- _PASSAGE FOR REVIEW_
# # #

Industrial Strength

A single tree coming into contact with a high-voltage transmission line can cause an electrical failure that affects millions of customers. Vegetation that hinders line of sight on a road or serves as a collision obstacle can lead to a fatal accident. Weeds growing on railroad ballast may obscure a defect in the track. These settings are examples of where vegetation needs to be managed to maintain function of a man-made system. The emphasis is not on aesthetics and the funding available to do the work is usually a tiny fraction of your overall budget.

Examples of industrial vegetation management include maintaining visibility and clearance along roadsides and railroads; managing brush along electric rights-of-way (ROW) to prevent trees from contacting the conductors; maximizing access along pipeline or cable ROW to facilitate maintenance and repairs; preventing vegetation from growing along highway guide rails and railroad ballast to facilitate drainage and inspection; preventing vegetation in electrical substations, petroleum tank farms and factory sites to ease inspection, reduce cover for vermin and reduce fire hazards; and controlling noxious and invasive weeds for regulatory compliance and to act as a good neighbor.

Industrial vegetation management requires high production from limited resources. This is summarized in a few concepts:

  • Manage, not manicure

    The primary consideration when designing your program is how to achieve the objective and stay on budget. The aesthetics of the operation needs to be lower on your list of criteria.

  • Avoid “fighting fires” - practice preventive maintenance

    The response of vegetation to management practices is fairly predictable. Schedule your operations to be done before the vegetation reaches the problem stage.

  • Spend the money once to get it done right

    Labor is the most costly element in your operation. It's “one step forward, two steps back” if you try to cut costs on an application but have to come back and re-treat. Also, invest in the necessary training so that your applicators and operators use the right equipment the right way the first time. Sophisticated equipment and carefully considered treatments will not be effective if the person on the spray gun or at the wheel has not received the proper training.

# # #

- _COLLECTED MATERIAL_
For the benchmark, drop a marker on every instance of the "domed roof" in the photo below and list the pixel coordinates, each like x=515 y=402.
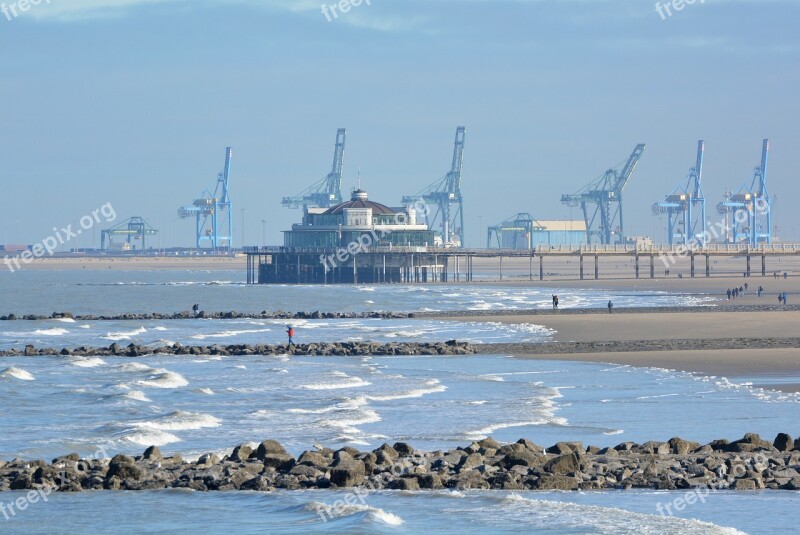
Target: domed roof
x=359 y=199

# # #

- _EXERCISE REQUIREMENTS_
1. Translate this sentence from the text on industrial vegetation management into Spanish: "Schedule your operations to be done before the vegetation reaches the problem stage."
2. In the text on industrial vegetation management, what can a single tree touching a high-voltage transmission line cause?
3. Go on with the text on industrial vegetation management, picking up right after its last sentence.

- _OUTPUTS FOR THE TASKS_
1. Programe sus operaciones para que se realicen antes de que la vegetación llegue a la etapa problemática.

2. An electrical failure that affects millions of customers.

3.
The best way to design your program is to follow the well-established principles of Integrated Pest Management, or more specifically, Integrated Vegetation Management (IVM). IVM is a way to take a strategic planning approach to managing vegetation. IVM can be summarized with a few key points:

  • Clearly define your objectives

    You need a mission statement that is in operational terms. You can't determine which weeds pose problems for your situation until your objectives are clear.

  • Define your targets and thresholds

    With a clear mission statement, you can determine which plants are weeds for your setting, and where they need to be or how many have to be there before they need to be targeted.

  • Scouting and inventory

    In agricultural crops, scouting can be a separate activity, where pest severity and location is documented and used to schedule a treatment. This approach certainly can be used in an industrial setting and is often referred to as prescription treatment. Another approach is to do the scouting during the operation. Rather than paying for two trips down a corridor or to a site, provide the applicators and operators the objectives and target information to make the treatment decision during the course of the operation.

  • Use all treatment methods at your disposal

    Make sure to use as many management techniques as practical. Control measures are broadly categorized into the following groups:

  1. Mechanical: operations that physically damage the weed, such as cutting or digging. Forms of mechanical tools include chainsaws, mowers and other clearing implements, as well as tillage tools.

  2. Cultural: techniques that enhance desirable vegetation. A common example is establishing a competitive, easier-to-maintain groundcover after highway construction.

  3. Biological: using one organism to suppress another organism. The familiar examples are classical biological control, where you introduce an insect or disease to prey on or parasitize a plant or insect pest. Ecological control is a combination of the cultural and biological control concepts, where competitive groundcovers are fostered and preserved to make it more difficult for weed species to reinfest an area after treatment.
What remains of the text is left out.